### What to work on:
Every line below should be copied exactly; drop the pictures.

### Materials provided:
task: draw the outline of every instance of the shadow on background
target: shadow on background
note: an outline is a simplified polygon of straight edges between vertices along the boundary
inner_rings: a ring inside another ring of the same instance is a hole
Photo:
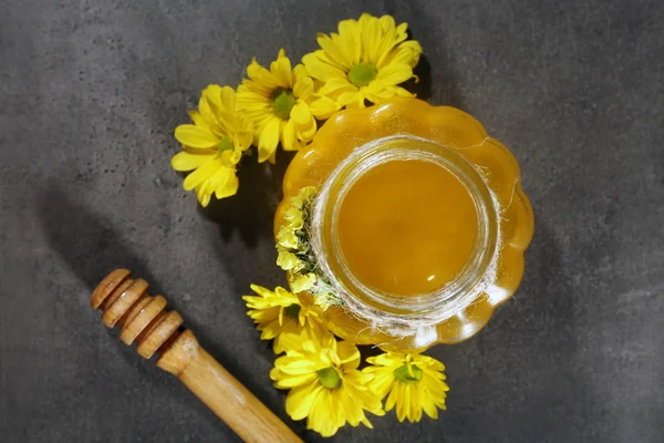
[[[155,280],[111,222],[66,195],[56,182],[40,194],[37,209],[51,249],[91,291],[115,268],[127,268],[148,282]],[[158,288],[152,291],[159,292]]]
[[[281,182],[293,153],[279,148],[277,164],[258,163],[255,155],[242,161],[238,172],[238,194],[224,199],[212,198],[199,212],[219,225],[224,240],[238,233],[242,243],[255,248],[261,236],[272,237],[274,210],[281,200]]]
[[[251,173],[257,174],[256,171]],[[271,207],[259,204],[259,202],[264,203],[264,199],[270,196],[271,188],[266,184],[264,181],[260,182],[256,176],[253,178],[256,178],[258,183],[262,185],[263,189],[263,192],[259,192],[258,188],[253,189],[252,192],[247,192],[247,194],[251,194],[252,198],[255,198],[251,203],[260,206],[257,207],[256,210],[273,212]],[[247,179],[247,177],[245,177],[245,179]],[[249,182],[245,181],[245,184],[246,187],[250,187],[248,186]],[[242,198],[238,198],[237,200],[241,202]],[[247,204],[248,206],[242,209],[246,210],[246,213],[243,213],[245,215],[222,218],[230,224],[228,226],[221,226],[225,235],[228,235],[228,230],[232,230],[235,228],[240,229],[243,235],[250,236],[249,238],[253,238],[257,235],[256,229],[259,225],[247,227],[241,226],[240,223],[242,219],[245,219],[243,217],[249,217],[247,214],[251,214],[252,206],[249,205],[249,202],[247,202]],[[234,377],[236,377],[243,385],[246,385],[247,389],[249,389],[249,391],[251,391],[259,400],[268,405],[271,405],[271,409],[276,410],[276,412],[280,414],[281,419],[286,420],[286,414],[281,409],[276,409],[273,402],[269,401],[270,399],[268,395],[268,389],[261,385],[261,380],[256,378],[251,371],[247,371],[247,368],[243,368],[241,362],[234,359],[229,354],[228,350],[224,348],[222,342],[217,343],[211,339],[212,334],[206,333],[208,326],[198,324],[195,320],[187,317],[186,309],[180,310],[177,301],[173,300],[168,296],[167,291],[163,292],[160,290],[158,279],[156,279],[149,269],[144,265],[142,257],[136,254],[135,248],[131,247],[118,236],[118,230],[107,218],[100,214],[93,213],[82,203],[74,200],[72,197],[66,195],[55,182],[49,183],[48,190],[38,197],[37,210],[39,219],[42,224],[42,229],[48,238],[51,249],[63,259],[66,266],[71,269],[72,274],[83,281],[86,288],[89,288],[89,291],[84,292],[81,298],[61,299],[59,302],[77,303],[79,306],[84,305],[85,307],[89,307],[90,295],[101,279],[103,279],[115,268],[129,269],[133,278],[141,277],[149,284],[149,293],[164,293],[168,300],[167,309],[177,310],[183,315],[183,318],[185,319],[184,327],[190,328],[194,331],[194,334],[200,342],[200,346],[205,348],[215,359],[217,359],[221,365],[224,365],[231,374],[234,374]],[[271,220],[272,217],[268,217],[269,226],[267,229],[269,233],[271,233]],[[236,223],[236,225],[234,225],[234,223]],[[262,225],[268,224],[261,224],[260,226]],[[91,318],[98,317],[98,312],[93,312],[92,309],[89,309],[89,312]],[[106,329],[100,320],[96,320],[96,327],[100,329]],[[110,336],[107,347],[115,349],[121,358],[127,362],[127,364],[137,368],[139,373],[145,374],[146,377],[144,379],[148,383],[159,385],[163,385],[164,383],[177,383],[170,377],[170,374],[166,374],[164,371],[155,367],[154,362],[157,360],[158,356],[154,356],[151,359],[152,361],[148,363],[143,362],[143,358],[136,353],[134,349],[135,347],[127,347],[117,339],[120,333],[117,328],[115,328],[115,331],[113,332],[111,329],[108,329],[107,333]],[[268,342],[264,343],[266,347],[269,346]],[[117,383],[121,385],[120,381]],[[269,391],[273,393],[271,388]],[[283,401],[282,398],[283,395],[280,395],[281,401]],[[189,402],[189,400],[187,400],[187,402]],[[216,415],[207,411],[206,406],[198,400],[190,400],[190,403],[196,404],[196,408],[203,412],[201,416],[207,418],[207,420],[212,423],[219,423],[219,425],[221,425],[221,422],[216,418]],[[303,429],[300,427],[295,427],[295,430],[300,431],[300,433],[303,432]]]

### Worked solution:
task: draw the outline of every instance of the shadow on background
target: shadow on background
note: an outline is a simplified polygon of straight edges between vertices along the boundary
inner_rings: a ring inside another ring of the same instance is a hole
Photo:
[[[155,280],[111,222],[66,195],[56,182],[40,194],[37,209],[51,249],[91,291],[115,268],[127,268],[148,282]],[[158,288],[152,291],[159,292]]]
[[[281,182],[293,153],[279,148],[277,164],[258,163],[255,155],[242,161],[238,172],[238,194],[224,199],[212,198],[199,212],[219,225],[224,240],[238,233],[242,243],[255,248],[261,236],[272,237],[274,210],[281,200]]]
[[[251,173],[257,174],[256,171]],[[271,207],[259,204],[259,202],[264,203],[264,199],[270,196],[271,188],[266,184],[264,181],[260,182],[256,176],[253,178],[256,178],[258,183],[262,185],[263,189],[263,192],[259,192],[258,188],[253,189],[252,192],[247,192],[247,194],[251,194],[252,198],[255,198],[251,203],[260,206],[257,207],[256,210],[273,212]],[[247,179],[247,177],[245,177],[245,179]],[[249,182],[245,181],[245,184],[246,187],[250,187],[248,186]],[[242,198],[238,198],[237,200],[241,202]],[[247,204],[248,206],[242,209],[246,210],[246,213],[243,213],[245,215],[222,218],[230,224],[228,226],[221,226],[225,235],[228,235],[228,230],[232,230],[235,228],[240,229],[243,235],[250,236],[249,238],[253,238],[257,235],[256,229],[259,225],[247,227],[241,226],[240,223],[242,219],[245,219],[243,217],[249,217],[247,214],[251,214],[252,206],[249,205],[249,202],[247,202]],[[234,377],[236,377],[243,385],[246,385],[247,389],[249,389],[249,391],[251,391],[259,400],[268,405],[271,405],[271,409],[276,410],[276,412],[280,414],[281,419],[286,420],[286,414],[281,409],[276,409],[273,402],[269,401],[270,399],[268,395],[268,389],[261,385],[261,380],[256,378],[251,371],[247,371],[247,368],[243,368],[241,362],[234,359],[229,354],[228,350],[224,348],[222,342],[217,343],[211,339],[212,334],[206,333],[208,326],[198,324],[195,320],[187,317],[186,309],[180,310],[177,301],[173,300],[168,296],[167,291],[163,292],[160,290],[158,279],[156,279],[149,269],[144,265],[142,257],[136,254],[135,248],[131,247],[118,236],[118,230],[107,218],[100,214],[93,213],[82,203],[74,200],[72,197],[66,195],[55,182],[49,183],[48,190],[38,197],[37,210],[39,219],[42,224],[42,229],[48,238],[51,249],[63,259],[66,266],[71,269],[72,274],[83,281],[86,288],[89,288],[89,291],[84,292],[81,298],[61,299],[59,302],[77,303],[79,306],[84,305],[85,307],[89,307],[90,295],[101,279],[103,279],[115,268],[129,269],[133,278],[141,277],[149,284],[149,293],[164,293],[168,300],[167,309],[177,310],[183,315],[183,318],[185,319],[184,327],[190,328],[194,331],[194,334],[200,342],[200,346],[205,348],[215,359],[217,359],[221,365],[224,365],[231,374],[234,374]],[[271,220],[272,217],[268,217],[269,226],[267,229],[269,233],[271,233]],[[236,223],[236,225],[234,225],[234,223]],[[262,225],[268,224],[261,224],[260,226]],[[91,318],[98,317],[98,312],[93,312],[92,309],[89,309],[89,312]],[[106,329],[100,320],[96,320],[96,327],[100,329]],[[110,336],[107,347],[115,349],[121,358],[127,362],[127,364],[137,368],[139,373],[145,374],[146,377],[144,379],[148,383],[159,385],[163,385],[164,383],[177,383],[170,377],[170,374],[166,374],[164,371],[155,367],[154,362],[157,360],[158,356],[154,356],[151,359],[152,361],[148,363],[143,362],[143,358],[136,353],[134,349],[135,347],[127,347],[117,339],[120,333],[117,328],[115,328],[115,331],[113,332],[111,329],[108,329],[107,333]],[[268,342],[264,343],[266,347],[269,346]],[[117,383],[121,385],[120,381]],[[269,391],[273,393],[271,388]],[[283,401],[282,398],[283,395],[280,395],[281,401]],[[189,402],[189,400],[187,400],[187,402]],[[216,415],[207,411],[206,406],[198,400],[190,400],[190,403],[196,404],[196,408],[203,412],[201,416],[207,418],[207,420],[212,423],[219,423],[219,425],[221,425],[221,422],[216,418]],[[303,429],[300,427],[295,427],[295,430],[300,431],[300,433],[303,432]]]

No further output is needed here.